Tasks to carry out
a: Copy the book description between "The book is" and "book lives in.", inclusive.
b: According to the book description, who is the book written for?
c: Translate this sentence from the book description into Spanish: "There is no prerequisite but attention."

Reading text

• • • • •

You know one thing more surely than any other: that it is like something to be you. From that single certainty the book sets out — into the brain that somehow produces it, across the whole living world to ask who else the light reaches, to the machine that now talks back, and inward again to the self that may not be quite what it seems.

It is written for the curious, not the credentialed. There is no prerequisite but attention. And it is here in full, free to read, because the deepest questions should not sit behind a gate.


Questions you’ll get to live with

You don’t need the answers to begin — only the pull of the questions.


Eighteen chapters, in four movements

The book is one continuous arc, read from the beginning. Here is the path ahead — tap any chapter to jump in.

  1. IThe One Certain ThingThe single fact you cannot doubt — that it is like something to be you — and why it is the only inside you will ever see from within.
  2. IIThe Hard ProblemWhy is there experience at all? The mystery of the inner light, the philosophical zombie, and the gap the whole book lives in.
  3. IIIThe Colours We Cannot ShareMary's room and the redness of red: whether any amount of objective knowledge can ever capture what an experience is actually like — and the man who argued it could not, then changed his mind.
  4. IVWhat Is It Like to Be a Bat?A fellow mammal that perceives by a sense we lack, and Nagel's discovery that whole kinds of inner life may be closed in principle to whole kinds of minds — the doorway from minds we cannot know to minds we cannot be sure are there.
  5. VThe Organ That Dreams ItselfInside the skull at last: 86 billion cells, a hundred trillion connections, a storm of electricity running on the power of a dim bulb — the most complex object known, and whether the answer philosophy could not find is hiding in the machine.
  6. VIHunting the SoulNeuroscience's real search for consciousness in the living brain — divided minds, sight without seeing, the switch of anaesthesia — and why finding where the light lives is not the same as knowing why it shines.
  7. VIIThe Theories of the LightThe serious scientific theories of consciousness laid side by side — the broadcasting theatre, the measure of integrated information, the higher-order monitor — and why the experts cannot agree which animals, or which machines, are awake.
  8. VIIIThe Predicting MachineThe most fertile theory followed inward — that you see not the world but your brain's best guess of it, that the self is the body's deepest prediction, and that every brain builds a world of its own. The inward road ends; we turn outward.
  9. IXThe Spectrum of the LivingThe question of the others, opened: not whether animals are conscious as if it were a line with us on one side, but how the light is spread across a whole landscape of minds — read through markers that can deceive, with the moral stakes rising as our certainty falls.
  10. XThe Mind with Eight ArmsThe octopus — a complex mind grown on a wholly separate branch of life, most of its neurons in its arms, a body that may see with its skin and taste with its limbs. The closest thing on Earth to an intelligent alien, and a test of every question we have asked.
  11. XIMinds Without Brains?Down to the vanishing point of mind — the bee with a million neurons that may genuinely feel, the swarm that decides, the brainless blob that solves mazes, the counting plant, the fabled talking forest — and the hard discipline of telling intelligence apart from experience.

• • • • •

Given records

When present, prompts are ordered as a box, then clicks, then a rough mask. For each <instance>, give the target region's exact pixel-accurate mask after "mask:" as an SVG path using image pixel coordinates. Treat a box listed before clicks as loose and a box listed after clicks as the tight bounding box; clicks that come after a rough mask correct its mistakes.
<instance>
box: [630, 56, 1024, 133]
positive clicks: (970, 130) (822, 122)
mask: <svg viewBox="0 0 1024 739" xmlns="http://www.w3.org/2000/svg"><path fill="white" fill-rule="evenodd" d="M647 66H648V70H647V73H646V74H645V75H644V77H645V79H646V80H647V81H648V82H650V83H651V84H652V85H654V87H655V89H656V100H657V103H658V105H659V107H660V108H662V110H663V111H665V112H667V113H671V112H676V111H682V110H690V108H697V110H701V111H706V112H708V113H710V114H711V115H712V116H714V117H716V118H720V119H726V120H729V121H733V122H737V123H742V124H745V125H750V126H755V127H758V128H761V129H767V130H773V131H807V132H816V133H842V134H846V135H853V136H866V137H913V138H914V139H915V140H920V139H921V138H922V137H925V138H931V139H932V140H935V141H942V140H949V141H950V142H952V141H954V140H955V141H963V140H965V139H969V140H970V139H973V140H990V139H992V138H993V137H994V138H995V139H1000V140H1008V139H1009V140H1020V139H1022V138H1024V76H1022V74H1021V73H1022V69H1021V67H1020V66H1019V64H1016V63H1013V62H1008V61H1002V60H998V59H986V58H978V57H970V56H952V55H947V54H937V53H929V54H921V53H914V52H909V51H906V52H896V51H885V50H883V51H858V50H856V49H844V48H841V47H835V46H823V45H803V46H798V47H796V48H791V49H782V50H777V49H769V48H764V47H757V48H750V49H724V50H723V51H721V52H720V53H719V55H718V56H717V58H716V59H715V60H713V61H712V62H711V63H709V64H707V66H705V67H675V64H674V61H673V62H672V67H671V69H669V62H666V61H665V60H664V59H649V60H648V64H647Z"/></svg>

• • • • •

Solutions per task
a:
The book is one continuous arc, read from the beginning. Here is the path ahead — tap any chapter to jump in.

  1. IThe One Certain ThingThe single fact you cannot doubt — that it is like something to be you — and why it is the only inside you will ever see from within.
  2. IIThe Hard ProblemWhy is there experience at all? The mystery of the inner light, the philosophical zombie, and the gap the whole book lives in.

b: It is written for the curious, not the credentialed.

c: No hay más requisito que la atención.